• [EJERCICIO PLANTEADO]
Copia de nuevo las líneas, empezando por la primera y terminando en la que contiene "POLYGON ((343 158, 305", ambas incluidas. Cambia "glowing" por "bright" y deja todo lo demás sin modificar.

• [DATOS GUARDADOS]

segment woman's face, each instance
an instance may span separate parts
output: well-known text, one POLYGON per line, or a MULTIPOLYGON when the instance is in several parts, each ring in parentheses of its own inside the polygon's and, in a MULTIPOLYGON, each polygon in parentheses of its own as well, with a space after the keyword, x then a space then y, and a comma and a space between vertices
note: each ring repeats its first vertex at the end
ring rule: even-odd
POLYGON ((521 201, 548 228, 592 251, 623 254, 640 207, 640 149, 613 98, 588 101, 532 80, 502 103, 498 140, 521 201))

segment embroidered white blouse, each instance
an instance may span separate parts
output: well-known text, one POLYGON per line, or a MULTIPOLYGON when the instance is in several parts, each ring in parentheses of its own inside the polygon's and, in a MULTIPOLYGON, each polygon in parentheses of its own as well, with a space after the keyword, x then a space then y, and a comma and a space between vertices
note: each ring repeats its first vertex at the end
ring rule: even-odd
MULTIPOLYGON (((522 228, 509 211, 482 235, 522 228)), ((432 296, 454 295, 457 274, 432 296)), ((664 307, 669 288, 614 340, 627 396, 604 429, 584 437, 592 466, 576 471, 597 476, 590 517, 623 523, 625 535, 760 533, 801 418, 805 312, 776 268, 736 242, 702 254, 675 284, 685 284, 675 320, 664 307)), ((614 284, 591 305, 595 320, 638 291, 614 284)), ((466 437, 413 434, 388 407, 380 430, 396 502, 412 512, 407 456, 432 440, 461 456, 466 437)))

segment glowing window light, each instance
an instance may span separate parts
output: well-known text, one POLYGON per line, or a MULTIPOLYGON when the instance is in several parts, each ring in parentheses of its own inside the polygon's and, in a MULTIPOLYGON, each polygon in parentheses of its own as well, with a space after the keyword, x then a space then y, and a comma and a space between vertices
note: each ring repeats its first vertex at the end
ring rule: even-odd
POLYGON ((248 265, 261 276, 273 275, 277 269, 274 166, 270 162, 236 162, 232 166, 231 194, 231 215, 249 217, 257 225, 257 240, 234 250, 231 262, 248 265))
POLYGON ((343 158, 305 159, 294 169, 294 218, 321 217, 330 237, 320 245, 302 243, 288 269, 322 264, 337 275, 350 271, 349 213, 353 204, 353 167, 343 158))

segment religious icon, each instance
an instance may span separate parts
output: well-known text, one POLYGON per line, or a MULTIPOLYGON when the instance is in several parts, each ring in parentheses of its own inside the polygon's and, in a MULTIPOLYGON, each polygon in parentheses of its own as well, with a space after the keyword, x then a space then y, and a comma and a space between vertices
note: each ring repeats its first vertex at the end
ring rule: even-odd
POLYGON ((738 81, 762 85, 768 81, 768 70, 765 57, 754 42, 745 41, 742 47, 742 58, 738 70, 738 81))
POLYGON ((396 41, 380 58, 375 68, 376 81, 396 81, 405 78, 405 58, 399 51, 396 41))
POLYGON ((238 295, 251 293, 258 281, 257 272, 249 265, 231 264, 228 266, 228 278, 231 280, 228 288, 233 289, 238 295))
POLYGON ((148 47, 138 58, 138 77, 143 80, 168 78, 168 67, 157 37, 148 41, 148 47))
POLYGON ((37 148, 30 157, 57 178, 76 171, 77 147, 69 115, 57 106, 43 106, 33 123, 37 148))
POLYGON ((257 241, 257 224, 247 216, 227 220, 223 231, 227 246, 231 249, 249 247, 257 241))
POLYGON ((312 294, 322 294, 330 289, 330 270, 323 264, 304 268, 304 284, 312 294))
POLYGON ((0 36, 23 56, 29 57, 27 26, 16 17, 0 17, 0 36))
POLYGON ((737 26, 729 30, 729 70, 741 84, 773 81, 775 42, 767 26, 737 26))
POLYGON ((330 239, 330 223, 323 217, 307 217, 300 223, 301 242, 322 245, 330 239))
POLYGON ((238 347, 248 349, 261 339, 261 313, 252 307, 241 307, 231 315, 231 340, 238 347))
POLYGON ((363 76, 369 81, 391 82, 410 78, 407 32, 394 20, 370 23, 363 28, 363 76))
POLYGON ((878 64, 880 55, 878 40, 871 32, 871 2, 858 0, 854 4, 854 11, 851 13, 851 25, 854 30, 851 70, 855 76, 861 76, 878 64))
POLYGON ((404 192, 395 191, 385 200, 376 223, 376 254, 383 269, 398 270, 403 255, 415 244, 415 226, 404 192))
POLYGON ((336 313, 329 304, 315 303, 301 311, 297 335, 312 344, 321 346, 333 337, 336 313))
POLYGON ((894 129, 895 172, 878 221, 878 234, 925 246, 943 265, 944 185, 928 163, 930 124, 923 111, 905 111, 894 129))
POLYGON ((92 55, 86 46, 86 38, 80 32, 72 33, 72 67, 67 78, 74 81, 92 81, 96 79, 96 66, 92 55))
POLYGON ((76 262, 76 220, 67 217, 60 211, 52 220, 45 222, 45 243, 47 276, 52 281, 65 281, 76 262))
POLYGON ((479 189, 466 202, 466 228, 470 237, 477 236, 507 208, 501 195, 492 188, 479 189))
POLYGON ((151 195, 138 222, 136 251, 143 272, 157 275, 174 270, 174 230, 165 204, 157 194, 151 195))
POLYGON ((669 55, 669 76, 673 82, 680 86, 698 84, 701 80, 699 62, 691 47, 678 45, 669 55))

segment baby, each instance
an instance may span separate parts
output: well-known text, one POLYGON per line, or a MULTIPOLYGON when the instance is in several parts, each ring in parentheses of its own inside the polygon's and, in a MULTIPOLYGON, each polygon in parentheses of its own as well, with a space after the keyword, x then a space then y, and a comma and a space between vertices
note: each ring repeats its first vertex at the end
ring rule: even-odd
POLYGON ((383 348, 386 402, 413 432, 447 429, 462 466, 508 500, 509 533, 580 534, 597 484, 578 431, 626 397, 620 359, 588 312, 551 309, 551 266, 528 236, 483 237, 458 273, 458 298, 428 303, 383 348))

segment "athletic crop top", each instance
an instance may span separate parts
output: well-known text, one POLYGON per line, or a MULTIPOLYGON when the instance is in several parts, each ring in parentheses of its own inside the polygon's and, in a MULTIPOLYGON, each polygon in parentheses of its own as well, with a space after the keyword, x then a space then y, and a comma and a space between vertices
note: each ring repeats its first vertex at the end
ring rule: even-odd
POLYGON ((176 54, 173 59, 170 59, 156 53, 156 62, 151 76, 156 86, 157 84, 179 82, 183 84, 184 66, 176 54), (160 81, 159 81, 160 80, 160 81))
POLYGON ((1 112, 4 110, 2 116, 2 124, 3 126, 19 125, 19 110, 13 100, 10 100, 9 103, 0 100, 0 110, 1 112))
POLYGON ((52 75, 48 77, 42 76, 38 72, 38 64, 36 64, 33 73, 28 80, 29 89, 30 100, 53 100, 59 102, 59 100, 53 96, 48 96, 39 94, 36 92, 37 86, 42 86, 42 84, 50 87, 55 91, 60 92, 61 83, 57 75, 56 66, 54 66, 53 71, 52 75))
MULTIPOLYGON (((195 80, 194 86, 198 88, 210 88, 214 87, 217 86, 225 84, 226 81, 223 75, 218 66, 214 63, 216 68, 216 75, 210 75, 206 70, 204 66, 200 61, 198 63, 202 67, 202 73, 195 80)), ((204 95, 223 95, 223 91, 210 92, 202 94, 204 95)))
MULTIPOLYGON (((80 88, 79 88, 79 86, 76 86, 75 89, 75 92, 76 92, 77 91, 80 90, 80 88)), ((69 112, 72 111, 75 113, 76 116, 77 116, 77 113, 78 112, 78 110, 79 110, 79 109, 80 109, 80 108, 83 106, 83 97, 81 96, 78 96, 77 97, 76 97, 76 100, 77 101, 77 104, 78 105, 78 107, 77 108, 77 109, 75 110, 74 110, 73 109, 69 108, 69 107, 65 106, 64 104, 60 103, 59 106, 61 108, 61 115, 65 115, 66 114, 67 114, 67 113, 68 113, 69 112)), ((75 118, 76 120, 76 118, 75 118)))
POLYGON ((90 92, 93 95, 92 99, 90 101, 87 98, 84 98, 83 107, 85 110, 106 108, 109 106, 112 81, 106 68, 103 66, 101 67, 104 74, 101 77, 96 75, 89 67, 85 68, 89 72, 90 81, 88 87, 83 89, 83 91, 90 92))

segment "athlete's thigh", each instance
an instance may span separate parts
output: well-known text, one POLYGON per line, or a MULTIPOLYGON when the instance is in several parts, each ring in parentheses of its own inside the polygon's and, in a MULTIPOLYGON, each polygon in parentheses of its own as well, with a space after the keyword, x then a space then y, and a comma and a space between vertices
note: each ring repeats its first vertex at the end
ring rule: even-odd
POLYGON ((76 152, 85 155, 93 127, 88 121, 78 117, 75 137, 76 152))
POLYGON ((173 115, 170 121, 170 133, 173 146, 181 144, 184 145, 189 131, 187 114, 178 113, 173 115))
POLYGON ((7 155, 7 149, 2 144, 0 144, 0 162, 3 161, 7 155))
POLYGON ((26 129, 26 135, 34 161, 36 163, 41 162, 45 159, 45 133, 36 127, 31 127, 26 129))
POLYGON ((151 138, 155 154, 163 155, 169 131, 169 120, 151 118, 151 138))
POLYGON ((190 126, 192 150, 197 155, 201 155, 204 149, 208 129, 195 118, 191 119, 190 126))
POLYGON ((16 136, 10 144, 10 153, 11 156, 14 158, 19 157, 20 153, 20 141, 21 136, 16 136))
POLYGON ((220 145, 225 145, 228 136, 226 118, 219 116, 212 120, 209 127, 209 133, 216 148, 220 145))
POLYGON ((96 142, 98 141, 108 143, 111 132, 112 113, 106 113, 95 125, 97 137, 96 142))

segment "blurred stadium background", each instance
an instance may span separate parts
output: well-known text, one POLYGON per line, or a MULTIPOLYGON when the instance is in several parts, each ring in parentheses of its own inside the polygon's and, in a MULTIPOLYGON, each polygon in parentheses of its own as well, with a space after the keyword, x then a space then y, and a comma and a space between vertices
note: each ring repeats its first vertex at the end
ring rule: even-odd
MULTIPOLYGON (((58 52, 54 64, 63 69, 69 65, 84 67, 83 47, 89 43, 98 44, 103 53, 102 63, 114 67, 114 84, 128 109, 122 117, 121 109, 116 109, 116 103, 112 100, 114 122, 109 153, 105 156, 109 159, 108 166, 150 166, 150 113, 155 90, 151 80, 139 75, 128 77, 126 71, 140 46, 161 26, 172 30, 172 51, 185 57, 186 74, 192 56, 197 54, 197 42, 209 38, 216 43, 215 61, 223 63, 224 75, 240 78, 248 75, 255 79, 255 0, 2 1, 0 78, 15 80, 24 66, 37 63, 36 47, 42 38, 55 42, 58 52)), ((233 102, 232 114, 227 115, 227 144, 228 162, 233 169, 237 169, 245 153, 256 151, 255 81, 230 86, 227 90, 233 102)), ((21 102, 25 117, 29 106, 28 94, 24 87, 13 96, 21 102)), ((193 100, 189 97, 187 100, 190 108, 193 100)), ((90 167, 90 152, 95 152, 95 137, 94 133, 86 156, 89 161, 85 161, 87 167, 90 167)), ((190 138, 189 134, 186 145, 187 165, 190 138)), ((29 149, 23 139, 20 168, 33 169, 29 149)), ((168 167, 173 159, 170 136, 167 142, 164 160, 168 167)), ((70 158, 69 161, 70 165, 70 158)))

• [LA SOLUCIÓN]
segment woman's face, each instance
an instance may span separate parts
output: well-known text, one POLYGON per line, or a MULTIPOLYGON when the instance is in several parts, each ring in parentheses of its own inside the polygon's and, in a MULTIPOLYGON, each polygon in parentheses of its own as well, with a space after the keyword, x then a space then y, and a comma and a space between vertices
note: each ring repeats its first vertex at the end
ring rule: even-odd
POLYGON ((521 201, 548 228, 592 251, 623 254, 640 207, 640 149, 613 98, 588 101, 532 80, 502 103, 498 140, 521 201))

segment embroidered white blouse, each instance
an instance may span separate parts
output: well-known text, one POLYGON per line, or a MULTIPOLYGON when the instance is in several parts, each ring in parentheses of its own inside the polygon's and, in a MULTIPOLYGON, each polygon in parentheses of its own as well, with a space after the keyword, x then a space then y, and a comma and a space between vertices
note: each ring repeats its first vertex at the end
ring rule: even-odd
MULTIPOLYGON (((522 228, 509 211, 482 235, 522 228)), ((432 296, 454 295, 457 274, 432 296)), ((664 307, 669 288, 614 340, 627 396, 604 429, 584 437, 592 466, 576 471, 597 476, 590 517, 623 523, 625 535, 760 533, 801 418, 805 312, 776 268, 736 242, 702 254, 675 284, 685 284, 675 320, 664 307)), ((614 284, 591 305, 595 320, 638 291, 614 284)), ((466 437, 413 434, 388 407, 380 430, 396 502, 412 512, 407 456, 432 440, 461 456, 466 437)))

segment bright window light, each instance
an instance may span separate parts
output: well-known text, one POLYGON per line, or a MULTIPOLYGON when the instance is in several parts, each ring in parentheses of its own inside the polygon's and, in a MULTIPOLYGON, each polygon in parentheses of its own as well, with a space after the keyword, x then a space then y, and a comma and a space between vertices
note: each ring repeats its first vertex at the end
ring rule: even-odd
POLYGON ((248 265, 261 276, 273 275, 277 269, 274 166, 270 162, 236 162, 232 166, 231 194, 231 215, 249 217, 257 225, 257 240, 234 250, 231 262, 248 265))
POLYGON ((343 158, 305 159, 294 169, 294 218, 321 217, 330 237, 320 245, 302 243, 288 269, 322 264, 337 275, 350 271, 349 213, 353 204, 353 167, 343 158))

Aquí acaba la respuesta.